**Work to be completed**
Count the lines in the items below that contain the string "blue", treating uppercase and lowercase letters as different. Give only the number.

(Dataset entries)

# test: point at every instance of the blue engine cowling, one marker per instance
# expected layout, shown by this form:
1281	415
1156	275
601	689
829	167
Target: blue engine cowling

**Response**
2